## Text passage
===

With an SPT, a thick-walled hollow tube with a diameter of 50.8 mm is driven into the ground in a borehole over a length of 450 mm. The number of blows required to drive the pipe 150 mm into the ground is counted. The sum of the number of blows over the second and third 150-mm stretch is called the SPT or N value. When performing an SPT, sample material is also obtained, but this is far from undisturbed.
The disadvantages of an SPT are obvious. It is a very dated test, which only provides discontinuous and indirect information about the underground. Although there are many correlations with underground parameters, they are all of low quality.
The advantage of an SPT is that it is known worldwide and can be requested. However, if other survey techniques such as CPTs are possible, these are greatly preferred.
Coil probes are actually normal, electric CPTs where adhesion to the rods is minimised during probing by injecting bentonite. Large probing depths can be reached in this way (up to 80 to 100 m). Probing to these depths is becoming more important because of the ever-higher buildings and thus greater impact on the deeper soil layers.

===

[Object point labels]

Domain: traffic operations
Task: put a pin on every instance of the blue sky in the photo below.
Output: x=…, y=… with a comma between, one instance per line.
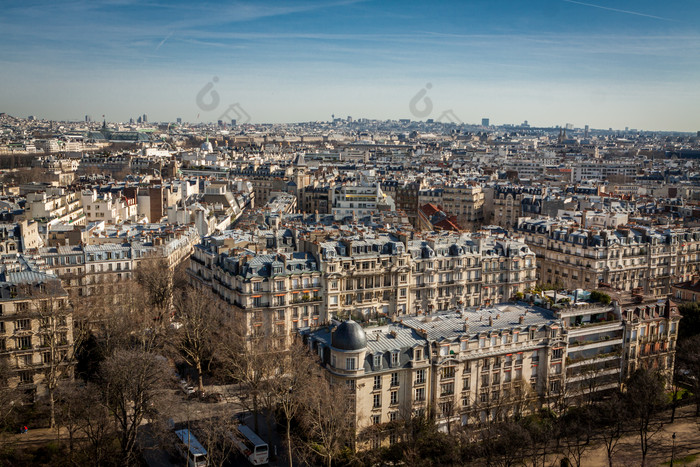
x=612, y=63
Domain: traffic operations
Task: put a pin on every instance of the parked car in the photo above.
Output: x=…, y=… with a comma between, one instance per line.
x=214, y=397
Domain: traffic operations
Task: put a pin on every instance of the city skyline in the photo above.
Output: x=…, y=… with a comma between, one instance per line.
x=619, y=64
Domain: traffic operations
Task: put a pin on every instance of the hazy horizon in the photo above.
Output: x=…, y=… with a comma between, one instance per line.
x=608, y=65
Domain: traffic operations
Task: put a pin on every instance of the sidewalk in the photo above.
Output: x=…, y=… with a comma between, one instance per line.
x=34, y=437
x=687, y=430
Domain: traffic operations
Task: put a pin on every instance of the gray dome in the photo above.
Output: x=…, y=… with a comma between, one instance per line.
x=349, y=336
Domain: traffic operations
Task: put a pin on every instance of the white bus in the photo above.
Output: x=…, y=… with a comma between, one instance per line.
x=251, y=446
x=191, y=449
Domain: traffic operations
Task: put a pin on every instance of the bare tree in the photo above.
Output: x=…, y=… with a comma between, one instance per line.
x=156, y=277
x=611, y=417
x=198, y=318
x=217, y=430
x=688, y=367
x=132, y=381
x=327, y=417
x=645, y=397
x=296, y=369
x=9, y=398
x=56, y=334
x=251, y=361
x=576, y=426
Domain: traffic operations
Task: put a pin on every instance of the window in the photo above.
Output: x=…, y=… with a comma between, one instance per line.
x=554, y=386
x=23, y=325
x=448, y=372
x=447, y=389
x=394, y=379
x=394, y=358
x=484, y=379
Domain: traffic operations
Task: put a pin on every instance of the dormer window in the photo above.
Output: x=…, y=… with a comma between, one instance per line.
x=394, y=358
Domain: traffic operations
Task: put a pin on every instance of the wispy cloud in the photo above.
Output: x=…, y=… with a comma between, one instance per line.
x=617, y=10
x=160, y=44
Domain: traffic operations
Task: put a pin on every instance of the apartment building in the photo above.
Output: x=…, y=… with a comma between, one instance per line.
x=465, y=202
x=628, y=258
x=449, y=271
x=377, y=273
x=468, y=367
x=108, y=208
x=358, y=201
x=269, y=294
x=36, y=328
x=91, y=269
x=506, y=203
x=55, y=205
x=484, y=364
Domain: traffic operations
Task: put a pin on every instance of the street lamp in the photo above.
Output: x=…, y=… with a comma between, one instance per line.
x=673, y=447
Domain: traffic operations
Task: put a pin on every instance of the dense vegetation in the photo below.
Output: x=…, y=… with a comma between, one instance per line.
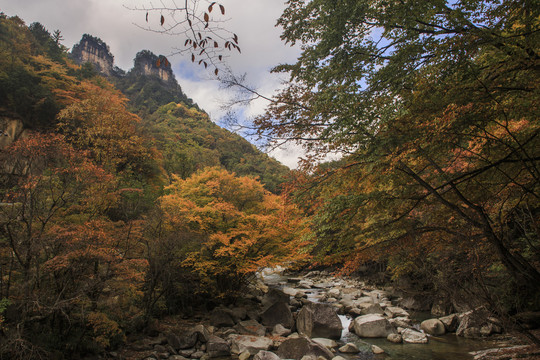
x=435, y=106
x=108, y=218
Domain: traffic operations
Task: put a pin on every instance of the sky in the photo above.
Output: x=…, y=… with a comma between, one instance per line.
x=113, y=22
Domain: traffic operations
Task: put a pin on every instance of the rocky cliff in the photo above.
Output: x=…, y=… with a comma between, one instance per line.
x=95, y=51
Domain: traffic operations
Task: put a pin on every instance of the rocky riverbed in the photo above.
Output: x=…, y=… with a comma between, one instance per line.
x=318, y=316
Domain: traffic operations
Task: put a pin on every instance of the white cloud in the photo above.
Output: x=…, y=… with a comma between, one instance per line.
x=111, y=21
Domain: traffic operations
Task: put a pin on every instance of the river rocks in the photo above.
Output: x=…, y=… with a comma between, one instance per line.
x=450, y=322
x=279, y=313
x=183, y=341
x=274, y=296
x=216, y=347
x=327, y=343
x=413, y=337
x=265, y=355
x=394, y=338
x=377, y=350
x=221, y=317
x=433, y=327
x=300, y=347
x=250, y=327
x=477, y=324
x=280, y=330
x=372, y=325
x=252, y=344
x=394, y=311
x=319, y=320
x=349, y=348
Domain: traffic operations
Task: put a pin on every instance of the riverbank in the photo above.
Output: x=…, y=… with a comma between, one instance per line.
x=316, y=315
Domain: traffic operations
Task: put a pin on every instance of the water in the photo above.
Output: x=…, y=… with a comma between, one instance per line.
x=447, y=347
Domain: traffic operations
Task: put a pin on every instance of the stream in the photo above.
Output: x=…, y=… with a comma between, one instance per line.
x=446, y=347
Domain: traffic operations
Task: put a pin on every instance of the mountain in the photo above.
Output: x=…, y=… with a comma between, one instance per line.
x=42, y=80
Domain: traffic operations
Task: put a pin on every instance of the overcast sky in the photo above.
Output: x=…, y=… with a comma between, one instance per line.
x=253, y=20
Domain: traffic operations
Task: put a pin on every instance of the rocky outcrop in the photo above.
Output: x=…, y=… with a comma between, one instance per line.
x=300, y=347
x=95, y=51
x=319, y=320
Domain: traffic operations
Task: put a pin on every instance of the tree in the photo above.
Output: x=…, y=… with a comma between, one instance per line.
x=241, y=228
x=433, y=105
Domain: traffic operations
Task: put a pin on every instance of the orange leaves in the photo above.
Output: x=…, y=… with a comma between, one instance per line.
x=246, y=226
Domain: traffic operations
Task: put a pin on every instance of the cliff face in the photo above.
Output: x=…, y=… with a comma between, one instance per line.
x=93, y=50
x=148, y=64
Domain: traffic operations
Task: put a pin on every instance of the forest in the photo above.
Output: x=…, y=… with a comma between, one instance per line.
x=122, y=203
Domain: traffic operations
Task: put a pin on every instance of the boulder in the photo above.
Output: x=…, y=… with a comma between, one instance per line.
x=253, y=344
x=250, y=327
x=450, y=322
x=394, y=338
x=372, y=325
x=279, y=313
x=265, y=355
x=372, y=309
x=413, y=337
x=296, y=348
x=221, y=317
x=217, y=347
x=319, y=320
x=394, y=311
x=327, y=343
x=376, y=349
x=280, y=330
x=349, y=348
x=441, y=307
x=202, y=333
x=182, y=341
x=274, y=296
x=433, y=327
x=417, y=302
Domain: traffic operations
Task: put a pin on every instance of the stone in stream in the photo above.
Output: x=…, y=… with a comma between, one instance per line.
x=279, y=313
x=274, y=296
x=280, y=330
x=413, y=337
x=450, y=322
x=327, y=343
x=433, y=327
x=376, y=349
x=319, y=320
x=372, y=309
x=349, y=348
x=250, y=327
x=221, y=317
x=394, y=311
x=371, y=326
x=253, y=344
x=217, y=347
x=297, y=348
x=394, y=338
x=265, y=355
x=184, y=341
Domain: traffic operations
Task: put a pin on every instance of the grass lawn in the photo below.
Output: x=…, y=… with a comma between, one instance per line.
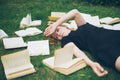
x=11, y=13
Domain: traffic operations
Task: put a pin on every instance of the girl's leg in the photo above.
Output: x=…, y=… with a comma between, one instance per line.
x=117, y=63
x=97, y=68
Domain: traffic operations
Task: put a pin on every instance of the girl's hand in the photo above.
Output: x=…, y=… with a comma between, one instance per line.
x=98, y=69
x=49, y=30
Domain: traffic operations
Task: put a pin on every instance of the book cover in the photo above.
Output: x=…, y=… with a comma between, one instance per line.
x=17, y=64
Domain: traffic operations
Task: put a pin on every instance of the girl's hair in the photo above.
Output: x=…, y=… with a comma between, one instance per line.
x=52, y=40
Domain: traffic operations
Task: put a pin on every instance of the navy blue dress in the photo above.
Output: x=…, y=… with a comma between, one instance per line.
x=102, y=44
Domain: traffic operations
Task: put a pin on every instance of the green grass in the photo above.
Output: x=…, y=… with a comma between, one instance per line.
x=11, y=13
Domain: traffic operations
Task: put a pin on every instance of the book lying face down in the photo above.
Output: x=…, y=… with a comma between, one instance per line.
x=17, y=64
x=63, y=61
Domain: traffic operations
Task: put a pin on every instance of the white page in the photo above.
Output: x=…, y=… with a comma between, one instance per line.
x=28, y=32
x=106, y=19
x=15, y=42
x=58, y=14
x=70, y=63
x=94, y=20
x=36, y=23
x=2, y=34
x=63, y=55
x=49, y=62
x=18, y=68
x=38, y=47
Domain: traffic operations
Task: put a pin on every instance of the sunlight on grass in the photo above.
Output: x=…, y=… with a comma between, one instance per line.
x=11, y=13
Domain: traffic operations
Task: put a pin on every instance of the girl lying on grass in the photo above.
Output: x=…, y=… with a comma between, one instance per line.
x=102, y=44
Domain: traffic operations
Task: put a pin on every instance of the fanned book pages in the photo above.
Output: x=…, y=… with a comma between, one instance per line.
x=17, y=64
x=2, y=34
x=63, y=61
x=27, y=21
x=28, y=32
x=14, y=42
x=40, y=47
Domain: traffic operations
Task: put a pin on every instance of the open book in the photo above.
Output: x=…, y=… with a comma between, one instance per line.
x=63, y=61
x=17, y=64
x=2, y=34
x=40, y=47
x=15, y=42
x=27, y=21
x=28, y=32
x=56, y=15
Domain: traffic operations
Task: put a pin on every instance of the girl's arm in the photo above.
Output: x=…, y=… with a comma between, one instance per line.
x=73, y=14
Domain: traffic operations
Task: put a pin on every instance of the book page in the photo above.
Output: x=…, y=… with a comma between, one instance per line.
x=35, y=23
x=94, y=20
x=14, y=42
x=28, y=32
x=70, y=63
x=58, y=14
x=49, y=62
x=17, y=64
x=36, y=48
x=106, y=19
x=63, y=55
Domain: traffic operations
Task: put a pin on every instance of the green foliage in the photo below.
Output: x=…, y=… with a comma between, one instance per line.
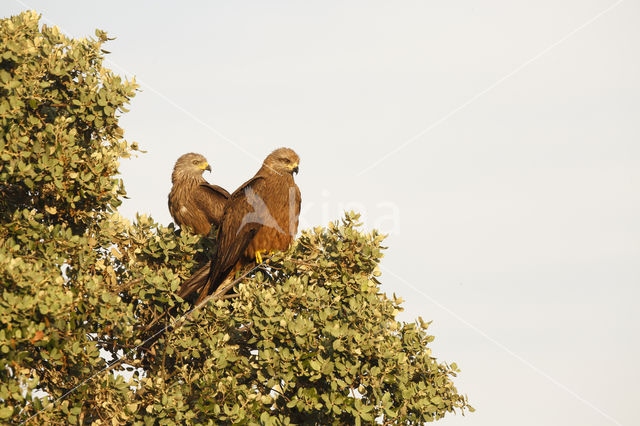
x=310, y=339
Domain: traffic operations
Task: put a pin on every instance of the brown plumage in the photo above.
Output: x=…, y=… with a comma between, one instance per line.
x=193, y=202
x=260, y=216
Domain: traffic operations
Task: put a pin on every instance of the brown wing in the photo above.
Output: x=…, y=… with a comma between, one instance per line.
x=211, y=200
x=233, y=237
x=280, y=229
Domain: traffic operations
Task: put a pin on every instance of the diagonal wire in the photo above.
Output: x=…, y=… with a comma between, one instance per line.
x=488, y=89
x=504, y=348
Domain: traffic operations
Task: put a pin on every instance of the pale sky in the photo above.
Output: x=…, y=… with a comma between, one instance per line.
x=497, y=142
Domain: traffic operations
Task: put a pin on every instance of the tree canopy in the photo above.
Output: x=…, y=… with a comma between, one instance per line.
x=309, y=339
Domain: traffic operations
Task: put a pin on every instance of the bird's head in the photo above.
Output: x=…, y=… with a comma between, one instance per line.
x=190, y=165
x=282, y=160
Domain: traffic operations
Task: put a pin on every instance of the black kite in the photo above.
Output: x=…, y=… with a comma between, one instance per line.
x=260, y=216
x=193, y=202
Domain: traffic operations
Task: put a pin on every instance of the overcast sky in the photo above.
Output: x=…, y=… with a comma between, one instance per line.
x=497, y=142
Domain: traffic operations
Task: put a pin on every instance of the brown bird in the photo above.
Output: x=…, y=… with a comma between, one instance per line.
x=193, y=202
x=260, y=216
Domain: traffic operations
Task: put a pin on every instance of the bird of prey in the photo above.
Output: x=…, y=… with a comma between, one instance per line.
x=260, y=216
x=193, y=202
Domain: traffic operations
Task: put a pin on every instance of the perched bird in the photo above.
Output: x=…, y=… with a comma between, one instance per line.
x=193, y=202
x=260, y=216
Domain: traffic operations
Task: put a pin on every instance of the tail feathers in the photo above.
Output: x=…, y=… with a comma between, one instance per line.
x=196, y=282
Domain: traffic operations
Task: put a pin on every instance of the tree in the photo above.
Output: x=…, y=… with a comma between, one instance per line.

===

## Exercise A
Reproduce the passage on soil probing tests between "With an SPT, a" and "of low quality.", inclusive.
## Exercise B
Extend the passage on soil probing tests, picking up right after its last sentence.

## Result A
With an SPT, a thick-walled hollow tube with a diameter of 50.8 mm is driven into the ground in a borehole over a length of 450 mm. The number of blows required to drive the pipe 150 mm into the ground is counted. The sum of the number of blows over the second and third 150-mm stretch is called the SPT or N value. When performing an SPT, sample material is also obtained, but this is far from undisturbed.
The disadvantages of an SPT are obvious. It is a very dated test, which only provides discontinuous and indirect information about the underground. Although there are many correlations with underground parameters, they are all of low quality.

## Result B
While the rods are being pulled, the probe borehole can be immediately sealed with bentonite or injection grouting to prevent short-circuiting of flows towards an aquifer. This can be important, for example, in urban areas where there is often contamination in the upper layers or in a water extraction area with associated protection zone. A coil probe offers much greater certainty with regard to the complete sealing of the probe borehole than, for example, sealing with using pressure mapping. After all, with pressure mapping, there is a real risk that the rigid casing will not follow the course of the CPT borehole and will find its own way.
CPTs can be carried out with a MoStab to quickly take a virtually undisturbed soil sample at a predetermined depth, for example to check whether a water-inhibiting soil layer is present at a greater depth. This can eliminate the need for deep (more expensive) drilling.
With a probing unit, standpipes can also be pushed to depth using a casing with a lost tip. The advantage of this method is that it is cheap and fast. The disadvantage is that no soil characterisation is obtained. BRL SIKB 2100 can be met using special standpipes.